# Do this
Please output, as a numbered list, the lines of the listing from the line containing "Can you find the potted" through the last line of the listing, including both ends. Leave out any blank lines.

# Excerpts of pointing data
++++

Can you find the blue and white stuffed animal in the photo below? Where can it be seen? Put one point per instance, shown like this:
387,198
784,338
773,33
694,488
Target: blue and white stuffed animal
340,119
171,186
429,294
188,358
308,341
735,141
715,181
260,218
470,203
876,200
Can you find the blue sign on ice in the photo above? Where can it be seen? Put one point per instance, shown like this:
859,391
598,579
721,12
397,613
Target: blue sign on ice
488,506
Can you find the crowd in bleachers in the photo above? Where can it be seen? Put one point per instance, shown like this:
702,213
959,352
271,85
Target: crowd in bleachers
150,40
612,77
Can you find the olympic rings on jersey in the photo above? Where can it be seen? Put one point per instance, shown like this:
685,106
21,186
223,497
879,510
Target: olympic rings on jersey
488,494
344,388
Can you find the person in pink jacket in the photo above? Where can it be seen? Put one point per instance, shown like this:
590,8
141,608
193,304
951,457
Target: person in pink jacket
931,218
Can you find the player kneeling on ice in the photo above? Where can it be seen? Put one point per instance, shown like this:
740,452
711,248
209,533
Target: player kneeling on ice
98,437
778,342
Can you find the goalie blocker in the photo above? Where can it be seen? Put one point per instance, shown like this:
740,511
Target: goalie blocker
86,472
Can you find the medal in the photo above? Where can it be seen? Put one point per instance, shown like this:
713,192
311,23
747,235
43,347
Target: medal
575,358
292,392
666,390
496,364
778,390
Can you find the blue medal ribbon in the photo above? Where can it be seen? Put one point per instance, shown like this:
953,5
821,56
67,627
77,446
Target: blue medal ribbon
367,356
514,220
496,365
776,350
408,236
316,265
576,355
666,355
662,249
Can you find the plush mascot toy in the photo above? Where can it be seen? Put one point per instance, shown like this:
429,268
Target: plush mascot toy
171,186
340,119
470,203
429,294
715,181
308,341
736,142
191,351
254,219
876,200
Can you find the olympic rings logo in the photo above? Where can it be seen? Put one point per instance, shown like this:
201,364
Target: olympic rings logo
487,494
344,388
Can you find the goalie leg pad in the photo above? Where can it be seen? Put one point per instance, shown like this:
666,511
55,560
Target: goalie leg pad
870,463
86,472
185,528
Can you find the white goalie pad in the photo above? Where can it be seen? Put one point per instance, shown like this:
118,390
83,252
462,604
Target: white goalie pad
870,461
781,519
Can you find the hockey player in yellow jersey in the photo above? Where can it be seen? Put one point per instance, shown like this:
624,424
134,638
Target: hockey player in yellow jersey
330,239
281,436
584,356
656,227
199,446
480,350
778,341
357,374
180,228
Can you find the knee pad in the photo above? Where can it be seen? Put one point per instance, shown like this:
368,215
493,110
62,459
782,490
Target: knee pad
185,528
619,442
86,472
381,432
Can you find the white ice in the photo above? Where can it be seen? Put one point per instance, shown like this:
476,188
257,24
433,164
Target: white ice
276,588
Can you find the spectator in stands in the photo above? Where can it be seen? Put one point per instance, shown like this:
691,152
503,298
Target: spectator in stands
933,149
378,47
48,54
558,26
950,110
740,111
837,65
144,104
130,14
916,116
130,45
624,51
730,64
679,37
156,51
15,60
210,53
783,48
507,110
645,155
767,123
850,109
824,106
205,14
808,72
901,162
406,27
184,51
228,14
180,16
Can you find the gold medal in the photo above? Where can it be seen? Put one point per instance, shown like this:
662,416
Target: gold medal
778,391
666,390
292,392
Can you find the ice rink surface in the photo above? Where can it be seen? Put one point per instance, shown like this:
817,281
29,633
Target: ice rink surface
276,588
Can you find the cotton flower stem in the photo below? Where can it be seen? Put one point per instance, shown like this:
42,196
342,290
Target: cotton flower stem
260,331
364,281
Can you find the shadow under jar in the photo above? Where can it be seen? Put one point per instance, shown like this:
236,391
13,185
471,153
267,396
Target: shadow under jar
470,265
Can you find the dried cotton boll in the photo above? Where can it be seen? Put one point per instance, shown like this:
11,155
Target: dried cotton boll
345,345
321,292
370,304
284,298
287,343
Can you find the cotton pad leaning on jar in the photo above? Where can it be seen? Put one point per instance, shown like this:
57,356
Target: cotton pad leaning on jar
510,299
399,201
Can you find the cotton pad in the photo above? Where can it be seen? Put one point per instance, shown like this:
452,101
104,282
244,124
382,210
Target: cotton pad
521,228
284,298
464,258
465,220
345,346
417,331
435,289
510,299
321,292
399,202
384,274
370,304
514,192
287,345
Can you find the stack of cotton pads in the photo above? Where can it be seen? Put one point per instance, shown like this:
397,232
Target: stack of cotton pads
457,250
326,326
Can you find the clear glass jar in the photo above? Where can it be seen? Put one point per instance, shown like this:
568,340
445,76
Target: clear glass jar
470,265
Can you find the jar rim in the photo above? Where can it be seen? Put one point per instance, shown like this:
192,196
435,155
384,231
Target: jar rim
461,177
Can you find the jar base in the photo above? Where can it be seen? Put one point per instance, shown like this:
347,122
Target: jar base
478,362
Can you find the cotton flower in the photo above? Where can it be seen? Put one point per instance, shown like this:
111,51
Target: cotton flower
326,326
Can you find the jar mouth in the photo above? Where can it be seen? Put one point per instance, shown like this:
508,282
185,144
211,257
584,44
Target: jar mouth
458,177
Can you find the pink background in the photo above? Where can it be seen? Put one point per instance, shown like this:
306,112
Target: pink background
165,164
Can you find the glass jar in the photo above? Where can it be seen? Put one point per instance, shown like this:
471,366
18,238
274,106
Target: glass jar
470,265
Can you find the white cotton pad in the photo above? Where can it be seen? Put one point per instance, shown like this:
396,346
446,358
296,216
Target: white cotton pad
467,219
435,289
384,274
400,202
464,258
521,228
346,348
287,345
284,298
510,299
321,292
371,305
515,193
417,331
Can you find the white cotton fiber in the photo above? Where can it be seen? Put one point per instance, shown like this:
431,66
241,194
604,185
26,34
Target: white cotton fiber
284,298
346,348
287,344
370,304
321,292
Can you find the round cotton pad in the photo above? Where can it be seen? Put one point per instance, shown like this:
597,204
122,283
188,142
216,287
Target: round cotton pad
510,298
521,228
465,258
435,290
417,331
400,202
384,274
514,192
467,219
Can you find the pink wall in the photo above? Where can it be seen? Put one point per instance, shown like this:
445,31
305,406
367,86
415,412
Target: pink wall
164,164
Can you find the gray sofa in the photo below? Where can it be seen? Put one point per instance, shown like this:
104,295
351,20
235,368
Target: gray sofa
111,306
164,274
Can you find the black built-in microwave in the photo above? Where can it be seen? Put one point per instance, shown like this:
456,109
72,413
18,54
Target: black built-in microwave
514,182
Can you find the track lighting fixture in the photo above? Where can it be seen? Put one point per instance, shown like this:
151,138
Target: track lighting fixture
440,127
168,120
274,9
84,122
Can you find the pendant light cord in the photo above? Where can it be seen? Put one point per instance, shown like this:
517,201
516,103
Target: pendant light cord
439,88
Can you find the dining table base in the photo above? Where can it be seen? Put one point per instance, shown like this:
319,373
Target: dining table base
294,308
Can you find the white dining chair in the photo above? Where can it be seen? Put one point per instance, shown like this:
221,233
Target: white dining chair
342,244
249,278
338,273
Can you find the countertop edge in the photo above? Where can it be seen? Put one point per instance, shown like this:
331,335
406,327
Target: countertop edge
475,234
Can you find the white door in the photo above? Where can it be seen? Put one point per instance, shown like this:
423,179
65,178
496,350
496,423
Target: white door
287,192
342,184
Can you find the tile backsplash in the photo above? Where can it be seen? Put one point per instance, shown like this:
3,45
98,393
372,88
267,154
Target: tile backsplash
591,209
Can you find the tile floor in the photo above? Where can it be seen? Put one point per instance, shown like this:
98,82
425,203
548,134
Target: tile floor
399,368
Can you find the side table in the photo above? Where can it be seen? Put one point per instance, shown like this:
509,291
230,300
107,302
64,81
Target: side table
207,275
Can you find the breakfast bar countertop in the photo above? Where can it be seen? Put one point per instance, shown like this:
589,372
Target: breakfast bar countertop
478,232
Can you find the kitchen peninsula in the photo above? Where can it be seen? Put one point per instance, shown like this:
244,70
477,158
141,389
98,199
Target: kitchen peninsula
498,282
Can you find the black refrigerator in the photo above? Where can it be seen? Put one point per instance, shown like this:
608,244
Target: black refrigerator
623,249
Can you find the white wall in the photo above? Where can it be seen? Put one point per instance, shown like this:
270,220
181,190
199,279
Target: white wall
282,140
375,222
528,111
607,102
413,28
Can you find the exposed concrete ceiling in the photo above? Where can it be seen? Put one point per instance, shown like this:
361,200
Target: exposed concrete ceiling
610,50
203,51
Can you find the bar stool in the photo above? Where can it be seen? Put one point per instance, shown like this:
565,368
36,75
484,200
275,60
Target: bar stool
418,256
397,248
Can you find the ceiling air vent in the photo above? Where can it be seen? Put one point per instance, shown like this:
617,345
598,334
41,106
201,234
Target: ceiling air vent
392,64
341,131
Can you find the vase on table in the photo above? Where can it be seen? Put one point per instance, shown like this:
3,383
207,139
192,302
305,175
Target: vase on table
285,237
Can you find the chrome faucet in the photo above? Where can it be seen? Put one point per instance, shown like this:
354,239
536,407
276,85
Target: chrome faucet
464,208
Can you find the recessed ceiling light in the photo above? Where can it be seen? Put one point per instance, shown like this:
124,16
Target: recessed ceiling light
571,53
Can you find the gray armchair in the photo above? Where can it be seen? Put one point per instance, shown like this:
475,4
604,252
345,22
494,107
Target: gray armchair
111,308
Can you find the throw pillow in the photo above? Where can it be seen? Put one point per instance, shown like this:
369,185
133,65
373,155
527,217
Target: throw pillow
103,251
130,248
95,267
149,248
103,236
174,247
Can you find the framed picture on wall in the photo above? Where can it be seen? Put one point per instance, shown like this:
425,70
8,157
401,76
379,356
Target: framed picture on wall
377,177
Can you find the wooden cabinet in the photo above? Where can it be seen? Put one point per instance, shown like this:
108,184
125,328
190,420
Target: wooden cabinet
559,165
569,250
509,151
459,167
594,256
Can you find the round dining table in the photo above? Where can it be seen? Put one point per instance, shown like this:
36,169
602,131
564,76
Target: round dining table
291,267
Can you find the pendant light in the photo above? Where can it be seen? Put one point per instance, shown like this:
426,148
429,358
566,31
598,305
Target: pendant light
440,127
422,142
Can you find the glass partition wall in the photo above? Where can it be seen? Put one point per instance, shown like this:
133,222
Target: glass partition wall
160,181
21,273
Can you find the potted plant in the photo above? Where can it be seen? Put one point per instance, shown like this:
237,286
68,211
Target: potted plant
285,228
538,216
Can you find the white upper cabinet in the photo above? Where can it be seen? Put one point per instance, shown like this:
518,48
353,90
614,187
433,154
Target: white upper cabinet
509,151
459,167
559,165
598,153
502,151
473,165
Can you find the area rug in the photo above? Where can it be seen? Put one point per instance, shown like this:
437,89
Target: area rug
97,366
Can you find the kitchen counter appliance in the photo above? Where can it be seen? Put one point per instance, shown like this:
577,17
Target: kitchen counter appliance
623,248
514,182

++++

# Written answer
1. Can you find the potted plant in the photo above? Where can it be seen? Put one point per instance, shown like this:
2. 237,286
3. 68,211
4. Target: potted plant
5. 285,228
6. 538,216
7. Can you find the white upper cabinet in the photo above? Where can it be seen? Put one point per instance, shown like this:
8. 518,48
9. 353,90
10. 614,187
11. 433,154
12. Target: white upper cabinet
13. 509,151
14. 459,167
15. 559,165
16. 598,153
17. 502,151
18. 473,165
19. Can you find the area rug in the photo above? Where can it be seen? Put one point per instance, shown like this:
20. 437,89
21. Target: area rug
22. 97,366
23. Can you find the kitchen counter appliance in the photo above? Where can it be seen? Put one point per instance, shown like this:
24. 577,17
25. Target: kitchen counter appliance
26. 623,248
27. 514,182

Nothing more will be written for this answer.